───── Document passage

# Matulog ka naman ng madalas



## Seb_K

Heya, 

What does "matulog ka naman ng madalas" mean ...?


----------



## endl3ss

Hmmm..? I don't get the sentence there's something wrong in it but if I'll translate it to English the meaning is "*Sleep often*"....


----------



## Qcumber

Seb_K said:


> matulog ka naman ng madalas


*Matúlog ká namán nang madalás.*
= Do sleep often. > You should sleep as often as possible. 
This is a reply as indicated by _namán_.
What is the context?


----------



## endl3ss

Yeah that's it thanks Qcumber...


----------



## Seb_K

I am not sure what the context is either because someone wrote this ... But what is the correct way of writing that sentence?

Thanks for the explanation though Qcumber.

──────────
───── Dataset section

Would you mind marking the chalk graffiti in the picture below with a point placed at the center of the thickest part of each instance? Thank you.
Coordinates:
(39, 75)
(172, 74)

──────────

● **Objectives**
a) Answer these questions about the forum thread on the Tagalog phrase:
(i) What English translation does endl3ss offer?
(ii) According to Qcumber, which word shows that the sentence is a reply?
(iii) In the last post, what does Seb_K ask for?
b) Write the next post in the forum thread on the Tagalog phrase, continuing after Seb_K's last message.
The material is separate from the forum thread about the Tagalog phrase.

● **Answers**
a)
(i) "Sleep often."
(ii) The word "namán."
(iii) The correct way of writing the sentence.

b)
----------



## Qcumber

Seb_K said:


> I am not sure what the context is either because someone wrote this ... But what is the correct way of writing that sentence?


You are welcome.
The way you wrote this sentence is correct in unaccented spelling.
Too bad you have no context. A context is always very useful.


----------



## mataripis

It is unusual for native tagalog speaker to hear such grammar. I think you are saying that your friend need to rest/sleep after doing so many activities in order for him to re energize.  Just tell him/her= Matulog ka naman! or Magpahinga ka naman.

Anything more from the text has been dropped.